Debt service payments had gone from $1,551 to $2,450 per capita from 2000 to June 2009 and represent 9.5 percent of total government expenditures, according to a 2010-2011 finance report. From 2009 until 2030, Metro will have paid $2.3 billion in debt service, and that doesn’t take the debt on Music City Center into account.
Since then, no one has developed a concrete plan. Though Metro government recently announced an in-the-works feasibility study for the Sounds stadium proposal, the Dean administration has not thrown its weight behind the thermal property, and a site recommendation could just as easily be elsewhere (like the Sulphur Dell property north of downtown, home to a minor league park from 1870 to 1963, and now some parking lots), or for that matter, even a no-build recommendation.
“The mayor has said before that Sulphur Dell intrigues him — the history of the site, as well as the opportunity to make a major investment on the north side of downtown,” Dean’s spokeswoman Janel Lacy wrote in an email.

* _Listed entries_:

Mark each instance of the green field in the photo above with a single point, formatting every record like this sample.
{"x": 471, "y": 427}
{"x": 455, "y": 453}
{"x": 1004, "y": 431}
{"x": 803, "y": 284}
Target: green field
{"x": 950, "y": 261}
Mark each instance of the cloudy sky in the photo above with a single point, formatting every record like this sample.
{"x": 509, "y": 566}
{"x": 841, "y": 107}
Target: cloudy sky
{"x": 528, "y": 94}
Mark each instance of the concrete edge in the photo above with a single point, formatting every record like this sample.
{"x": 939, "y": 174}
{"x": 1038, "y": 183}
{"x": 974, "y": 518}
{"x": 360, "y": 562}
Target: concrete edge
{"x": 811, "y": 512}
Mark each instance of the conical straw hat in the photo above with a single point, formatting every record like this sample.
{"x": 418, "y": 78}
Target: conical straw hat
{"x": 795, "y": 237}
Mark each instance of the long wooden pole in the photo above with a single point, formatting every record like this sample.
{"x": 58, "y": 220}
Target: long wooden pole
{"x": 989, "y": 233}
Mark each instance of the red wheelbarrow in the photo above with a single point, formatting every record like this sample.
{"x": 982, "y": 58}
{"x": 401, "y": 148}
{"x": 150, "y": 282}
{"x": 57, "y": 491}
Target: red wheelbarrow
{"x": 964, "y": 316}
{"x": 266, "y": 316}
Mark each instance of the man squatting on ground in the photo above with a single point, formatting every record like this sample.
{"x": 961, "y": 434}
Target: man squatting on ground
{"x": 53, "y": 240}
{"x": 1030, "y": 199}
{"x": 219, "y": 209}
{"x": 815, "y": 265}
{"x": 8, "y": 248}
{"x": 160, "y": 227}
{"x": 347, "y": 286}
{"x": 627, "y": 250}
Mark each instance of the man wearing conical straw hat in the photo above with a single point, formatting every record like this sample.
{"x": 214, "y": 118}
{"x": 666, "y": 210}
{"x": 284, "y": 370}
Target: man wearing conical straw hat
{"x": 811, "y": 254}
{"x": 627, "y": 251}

* _Assignment_: Carry on the passage about Metro's debt and the Sounds stadium site, starting after its last sentence.

* _Output for this task_:
Selling the property to private developers is likely a politically untenable option, despite its high value and the approximately $180,000 (residential) to $290,000 (commercial) it could create in annual tax revenues, at current rates, if it were sold at its appraised value.
Hypotheses abound as to why the site is still empty: The national real estate market took a nosedive, development priorities for Metro shifted to the Music City Center and, more recently, the fairgrounds, among others.
“I could hazard a few guesses, but this is probably a question more appropriately directed to the Mayor. (‘The Mayor proposes. The council disposes.’),” Jameson wrote. “But I would note that the vacancy rate downtown results at least in part from the nature of previous development. A large proportion of surplus parking and older difficult-to-rehab structures contribute to that occasional feeling of ‘emptiness.’ ”
Should the stadium feasibility study not recommend the thermal site, Oaks said there are no contingency plans in the works, and she wouldn’t speculate on what they might be. For his part, Jameson said he would “caution against turning to one of the few remaining green spaces as the solution” to downtown’s vacancy issue.
The City Paper spoke with the Nashville Civic Design Center’s Gary Gaston, who proposed an idea that could ostensibly put the site into use almost immediately, keeping it concrete-free and open to the river: a temporary green space.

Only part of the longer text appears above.